**WRITTEN TASK:** Swap "parking lot" for "car park" in the lines running from the start of the records through the line with "Trace the outline of every instance of the parking", and give those lines back with nothing else changed.

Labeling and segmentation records
---+---
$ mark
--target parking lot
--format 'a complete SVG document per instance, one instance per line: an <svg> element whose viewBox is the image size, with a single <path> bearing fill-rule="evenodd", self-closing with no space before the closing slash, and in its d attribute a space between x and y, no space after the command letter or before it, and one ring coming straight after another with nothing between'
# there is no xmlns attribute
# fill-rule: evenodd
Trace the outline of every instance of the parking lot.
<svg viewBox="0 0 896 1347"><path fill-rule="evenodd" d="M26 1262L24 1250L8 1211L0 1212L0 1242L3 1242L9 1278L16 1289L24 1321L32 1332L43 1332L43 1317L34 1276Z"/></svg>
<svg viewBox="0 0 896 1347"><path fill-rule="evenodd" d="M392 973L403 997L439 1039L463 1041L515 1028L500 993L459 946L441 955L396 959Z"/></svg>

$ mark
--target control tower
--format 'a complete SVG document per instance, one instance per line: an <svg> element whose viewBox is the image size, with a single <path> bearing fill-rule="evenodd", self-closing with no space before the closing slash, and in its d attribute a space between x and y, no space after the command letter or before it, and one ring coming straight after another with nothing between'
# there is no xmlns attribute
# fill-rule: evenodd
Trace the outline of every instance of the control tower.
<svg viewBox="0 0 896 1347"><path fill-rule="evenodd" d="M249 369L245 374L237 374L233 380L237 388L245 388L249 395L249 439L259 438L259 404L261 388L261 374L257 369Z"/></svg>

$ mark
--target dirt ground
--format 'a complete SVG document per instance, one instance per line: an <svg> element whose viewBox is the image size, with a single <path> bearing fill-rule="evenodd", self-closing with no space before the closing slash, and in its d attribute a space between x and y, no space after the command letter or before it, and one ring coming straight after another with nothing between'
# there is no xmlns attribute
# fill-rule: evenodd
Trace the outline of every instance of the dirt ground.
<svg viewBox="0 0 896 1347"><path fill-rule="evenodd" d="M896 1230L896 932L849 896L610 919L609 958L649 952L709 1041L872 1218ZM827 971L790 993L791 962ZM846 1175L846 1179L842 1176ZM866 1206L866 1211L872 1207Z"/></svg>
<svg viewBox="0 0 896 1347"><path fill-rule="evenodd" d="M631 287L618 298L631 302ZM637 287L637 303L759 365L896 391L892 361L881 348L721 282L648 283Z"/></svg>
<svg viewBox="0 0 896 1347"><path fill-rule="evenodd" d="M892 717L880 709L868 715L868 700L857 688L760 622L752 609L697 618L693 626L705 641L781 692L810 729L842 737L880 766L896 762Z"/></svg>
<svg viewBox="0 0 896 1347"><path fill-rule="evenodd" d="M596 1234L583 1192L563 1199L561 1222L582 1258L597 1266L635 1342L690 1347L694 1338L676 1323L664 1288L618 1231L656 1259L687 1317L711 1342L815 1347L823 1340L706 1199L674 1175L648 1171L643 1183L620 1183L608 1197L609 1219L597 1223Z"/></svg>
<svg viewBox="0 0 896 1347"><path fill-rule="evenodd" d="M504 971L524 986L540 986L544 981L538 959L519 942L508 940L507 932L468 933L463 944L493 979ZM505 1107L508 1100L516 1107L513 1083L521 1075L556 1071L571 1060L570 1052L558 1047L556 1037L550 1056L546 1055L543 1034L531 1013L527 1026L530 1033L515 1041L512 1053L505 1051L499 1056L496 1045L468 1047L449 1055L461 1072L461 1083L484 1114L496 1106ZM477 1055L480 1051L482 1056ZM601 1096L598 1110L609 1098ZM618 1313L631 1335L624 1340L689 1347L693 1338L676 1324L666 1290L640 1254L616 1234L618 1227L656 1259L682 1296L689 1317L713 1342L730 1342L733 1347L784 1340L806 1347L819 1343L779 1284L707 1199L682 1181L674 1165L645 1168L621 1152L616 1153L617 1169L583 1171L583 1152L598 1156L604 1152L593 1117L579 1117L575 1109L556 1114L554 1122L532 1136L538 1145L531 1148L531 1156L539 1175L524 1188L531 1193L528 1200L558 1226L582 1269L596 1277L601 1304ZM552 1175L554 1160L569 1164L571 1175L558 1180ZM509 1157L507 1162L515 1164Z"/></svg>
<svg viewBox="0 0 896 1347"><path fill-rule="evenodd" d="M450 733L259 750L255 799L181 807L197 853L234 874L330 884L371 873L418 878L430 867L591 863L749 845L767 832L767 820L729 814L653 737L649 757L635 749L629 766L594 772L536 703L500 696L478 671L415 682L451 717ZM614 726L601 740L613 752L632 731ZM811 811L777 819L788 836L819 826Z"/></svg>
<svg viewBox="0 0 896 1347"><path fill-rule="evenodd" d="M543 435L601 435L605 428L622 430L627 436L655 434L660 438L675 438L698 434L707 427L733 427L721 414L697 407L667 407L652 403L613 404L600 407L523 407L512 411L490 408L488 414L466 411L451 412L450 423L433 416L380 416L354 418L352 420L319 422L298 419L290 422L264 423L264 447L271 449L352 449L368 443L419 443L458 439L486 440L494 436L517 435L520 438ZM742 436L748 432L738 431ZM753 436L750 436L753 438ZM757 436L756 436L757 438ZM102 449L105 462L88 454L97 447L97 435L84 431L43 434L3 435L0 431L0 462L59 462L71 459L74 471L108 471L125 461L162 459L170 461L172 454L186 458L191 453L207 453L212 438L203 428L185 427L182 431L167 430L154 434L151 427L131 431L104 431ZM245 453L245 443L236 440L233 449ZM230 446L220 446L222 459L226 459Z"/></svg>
---+---
**EXPECTED ANSWER:**
$ mark
--target car park
--format 'a complete SVG document per instance, one instance per line: an <svg> element whose viewBox is the image size, with a single <path> bearing fill-rule="evenodd", self-closing with no space before the closing slash, and in its d attribute a space between x and y, no space after the command letter or before it, and one ring coming straight after another with nothing between'
# there is no xmlns attribute
# fill-rule: evenodd
Trace the outline of every instance of the car park.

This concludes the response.